About this task: Go over the records and copy every line with the string "branch".
-- Opening Marker --
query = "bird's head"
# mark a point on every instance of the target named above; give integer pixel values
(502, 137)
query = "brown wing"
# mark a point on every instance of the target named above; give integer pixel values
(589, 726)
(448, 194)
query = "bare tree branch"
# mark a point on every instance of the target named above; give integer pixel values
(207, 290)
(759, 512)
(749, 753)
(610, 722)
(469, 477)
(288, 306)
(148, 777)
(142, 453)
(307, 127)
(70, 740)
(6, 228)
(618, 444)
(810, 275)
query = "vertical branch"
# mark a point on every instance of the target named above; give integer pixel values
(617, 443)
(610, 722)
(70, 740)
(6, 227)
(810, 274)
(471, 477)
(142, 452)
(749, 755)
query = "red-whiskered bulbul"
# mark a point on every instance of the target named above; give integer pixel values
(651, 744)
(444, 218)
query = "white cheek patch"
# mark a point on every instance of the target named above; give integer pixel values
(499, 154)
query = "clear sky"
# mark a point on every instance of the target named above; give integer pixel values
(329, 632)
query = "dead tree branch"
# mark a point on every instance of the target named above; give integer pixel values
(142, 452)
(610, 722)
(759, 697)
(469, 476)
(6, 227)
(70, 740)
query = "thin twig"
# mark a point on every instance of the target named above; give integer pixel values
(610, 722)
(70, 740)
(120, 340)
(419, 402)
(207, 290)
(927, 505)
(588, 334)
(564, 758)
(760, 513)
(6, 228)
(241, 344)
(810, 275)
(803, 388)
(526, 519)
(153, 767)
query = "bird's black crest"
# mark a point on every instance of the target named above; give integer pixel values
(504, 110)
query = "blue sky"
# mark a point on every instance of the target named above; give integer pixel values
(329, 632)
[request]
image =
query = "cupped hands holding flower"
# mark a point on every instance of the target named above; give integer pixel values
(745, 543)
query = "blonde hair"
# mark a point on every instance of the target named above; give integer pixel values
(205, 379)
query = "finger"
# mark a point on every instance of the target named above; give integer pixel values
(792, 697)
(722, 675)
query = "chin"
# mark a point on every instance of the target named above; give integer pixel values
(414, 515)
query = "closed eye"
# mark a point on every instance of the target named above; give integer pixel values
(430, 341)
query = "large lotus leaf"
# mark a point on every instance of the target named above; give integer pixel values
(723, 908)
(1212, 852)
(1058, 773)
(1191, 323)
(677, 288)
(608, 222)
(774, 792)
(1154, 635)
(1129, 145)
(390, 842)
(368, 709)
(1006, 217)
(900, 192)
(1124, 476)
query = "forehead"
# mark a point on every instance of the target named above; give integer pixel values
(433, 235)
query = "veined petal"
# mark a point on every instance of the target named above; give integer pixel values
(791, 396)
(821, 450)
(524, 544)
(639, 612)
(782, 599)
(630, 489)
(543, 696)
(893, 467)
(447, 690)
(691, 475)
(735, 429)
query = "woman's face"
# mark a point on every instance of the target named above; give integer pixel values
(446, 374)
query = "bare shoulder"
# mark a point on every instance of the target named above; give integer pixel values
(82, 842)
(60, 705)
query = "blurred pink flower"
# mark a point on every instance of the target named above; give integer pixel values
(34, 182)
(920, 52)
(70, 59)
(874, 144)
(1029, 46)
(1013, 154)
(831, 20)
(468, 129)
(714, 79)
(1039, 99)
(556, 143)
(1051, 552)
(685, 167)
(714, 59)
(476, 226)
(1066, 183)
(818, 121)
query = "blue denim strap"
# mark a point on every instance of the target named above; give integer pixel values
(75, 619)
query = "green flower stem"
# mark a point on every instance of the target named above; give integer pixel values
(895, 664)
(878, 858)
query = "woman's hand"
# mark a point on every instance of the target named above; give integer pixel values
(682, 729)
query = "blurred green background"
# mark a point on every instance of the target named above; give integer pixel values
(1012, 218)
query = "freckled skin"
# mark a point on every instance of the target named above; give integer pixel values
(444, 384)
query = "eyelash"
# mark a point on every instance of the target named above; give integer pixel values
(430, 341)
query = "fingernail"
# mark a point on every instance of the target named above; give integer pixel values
-- Closing Marker --
Result below:
query = "bare tree branch"
query = "vertical branch"
query = "dead tree branch"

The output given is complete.